STATED TASK 1:
Name every artist the article on women in American abstraction, 1930-1950, mentions by name.
STATED TASK 2:
Resume the article on women in American abstraction from the end of its last paragraph.

Women in American Abstraction, 1930-1950
Nov 17, 2021
American abstract artists faced many hurdles throughout the 1930s and 1940s. Entering a discipline still dominated by realism and ruled by powerful art critics and institutions, abstract artists had to find creative ways to promote their work and gain acceptance in an increasingly tumultuous world. At the forefront were bold, talented female artists who additionally had to navigate complex social and cultural dynamics throughout the pre- and post-war periods. To date, their contributions to early American abstraction have often been overlooked in favor of male pioneers. However, to fully understand the history of art, we must recognize the women who paved the way for abstraction through their creativity, aesthetics, and advocacy.
Early Abstraction
Abstraction is widely recognized to have begun in Europe in the late nineteenth century as some artists moved away from realism and explored shapes, textures, and tones in greater detail. Technological advancements, including increased communication and travel, allowed European and American artists to exchange ideas more than ever before. Likewise, many European artists fleeing the terrors of World War I and World War II brought new techniques and theories to the United States. This led to a burgeoning group of American artists interested in abstraction, many having visited artists in Europe or taken courses from European refugees living in the United States. However, abstraction was particularly reviled by the American art establishment, which barred abstract artists from exhibiting in galleries and museums, blacklisted them in the press, and prevented them from pursuing fruitful careers.
Opportunities for Women
The chaos of the 1930s, surprisingly, blew open the doors for abstract artists in America. In response to high unemployment in the arts community during the Great Depression, the United States government created the Works Progress Administration (WPA) Federal Art Project. Artists from all backgrounds (women and abstract artists included) were offered paid positions on government-sponsored art projects during the Depression and wartime years. Thousands of artists were hired, including future trailblazers like Lee Krasner, Dorr Bothwell, and Louise Nevelson, to beautify institutions around the United States with murals, paintings, and other designs. Other artists, such as Irene Rice Pereira, helped establish federally funded art schools to provide art classes to underprivileged students. Taking advantage of these unique programs, female artists were able to earn an income through art and gain critical experience in teaching, art-making and public engagement. These skills would be instrumental as they created, managed, and promoted the diverse discipline of abstraction and their own careers.

DATA ROWS:
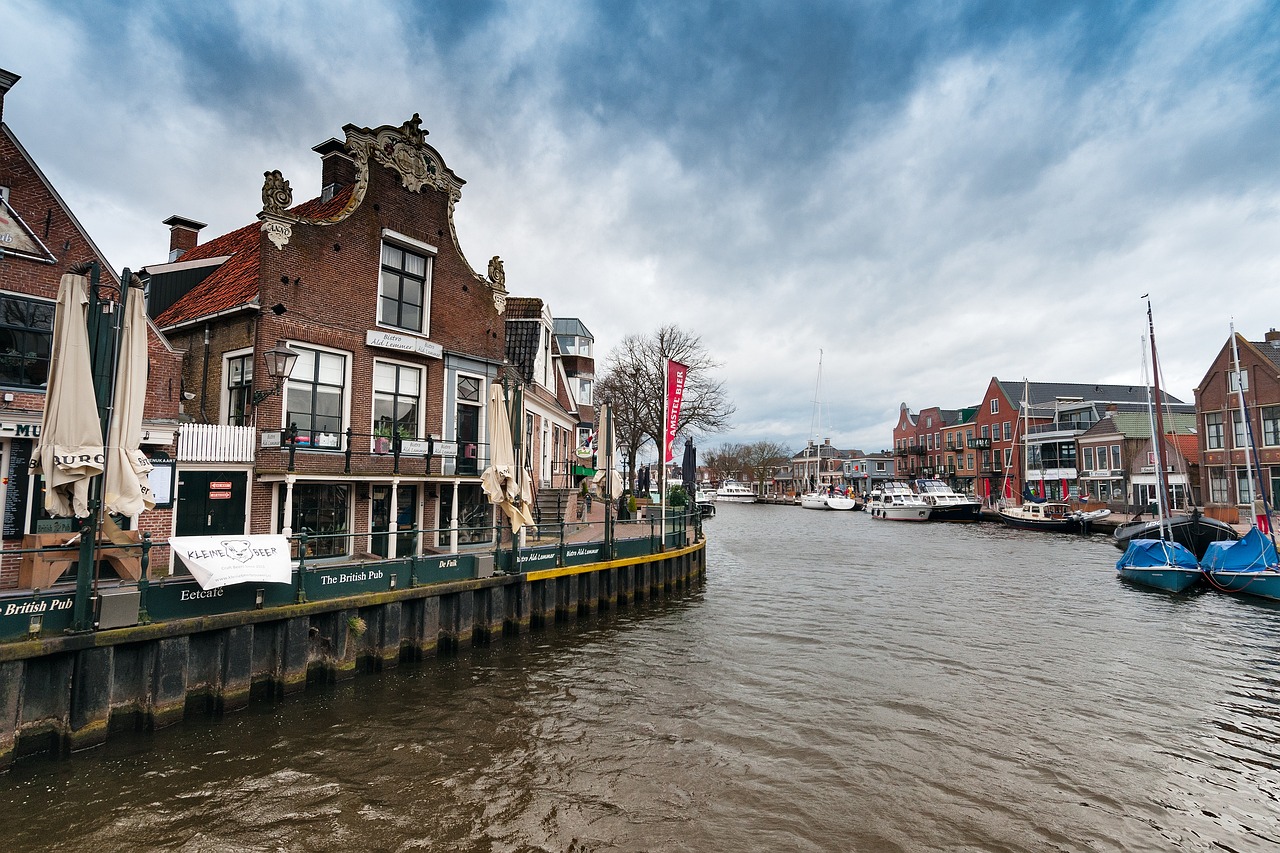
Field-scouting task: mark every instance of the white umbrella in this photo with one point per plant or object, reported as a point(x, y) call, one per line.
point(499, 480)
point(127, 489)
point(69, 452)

* * *

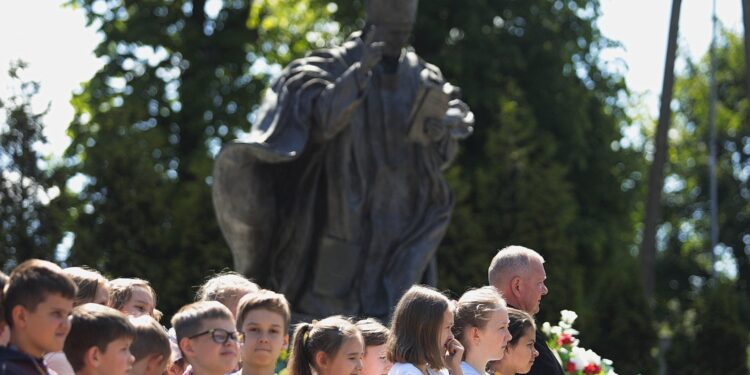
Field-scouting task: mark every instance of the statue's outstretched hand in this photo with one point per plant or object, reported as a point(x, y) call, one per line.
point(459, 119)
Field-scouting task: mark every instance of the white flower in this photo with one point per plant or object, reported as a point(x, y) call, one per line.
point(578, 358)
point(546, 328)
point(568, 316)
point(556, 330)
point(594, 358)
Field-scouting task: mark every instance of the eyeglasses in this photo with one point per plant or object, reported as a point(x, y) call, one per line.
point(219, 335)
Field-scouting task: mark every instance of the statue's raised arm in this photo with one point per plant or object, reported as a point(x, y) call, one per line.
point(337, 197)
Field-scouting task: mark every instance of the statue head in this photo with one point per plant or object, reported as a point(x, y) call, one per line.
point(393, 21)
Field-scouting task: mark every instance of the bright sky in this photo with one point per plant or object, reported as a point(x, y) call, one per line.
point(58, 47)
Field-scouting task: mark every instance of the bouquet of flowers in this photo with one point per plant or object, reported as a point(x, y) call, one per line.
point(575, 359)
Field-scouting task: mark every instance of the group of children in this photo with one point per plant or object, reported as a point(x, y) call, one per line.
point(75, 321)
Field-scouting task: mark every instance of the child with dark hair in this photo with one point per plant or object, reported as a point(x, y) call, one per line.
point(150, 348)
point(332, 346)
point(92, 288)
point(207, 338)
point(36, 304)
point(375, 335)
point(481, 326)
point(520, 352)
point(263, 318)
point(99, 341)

ANSWER 1:
Lee Krasner, Dorr Bothwell, Louise Nevelson, Irene Rice Pereira

ANSWER 2:
Other women including Alice Trumbull Mason, Esphyr Slobodkina, and Ray Kaiser (later Eames) helped create a new organization, American Abstract Artists (AAA), to promote abstraction to the public and provide exhibition spaces for artists. Established in 1936 in New York City, AAA was formed in response to the Museum of Modern Art’s first exhibition on abstraction held the same year. This exhibition, entitled Cubism and Abstract Art, almost exclusively featured European artists – constituting further institutional rejection of American abstract artists. Slobodkina wrote the AAA’s Historical Outline, still published on their website today, which summarized the desperate need for this group: “What were the circumstances under which this unique organization sprang up and rapidly took root? . . .The year was 1936. The place – New York City. The period – economic depression, and practically total isolation of the general public from all contact with current advanced aesthetic trends.”
Within one year, AAA hosted its first exhibition at the Squibb Galleries in New York. Although the show was well-attended and received generally positive public feedback, the press still reacted with hostility. However, AAA went on to show in many local venues, slowly garnering a growing base of admirers and collectors even as the Great Depression and World War II dampened spirits and lightened pockets. Women were major players in AAA, taking center stage at exhibitions, writing critiques, and holding leadership roles – including founders Mason and Slobodkina, who both served terms as President of AAA.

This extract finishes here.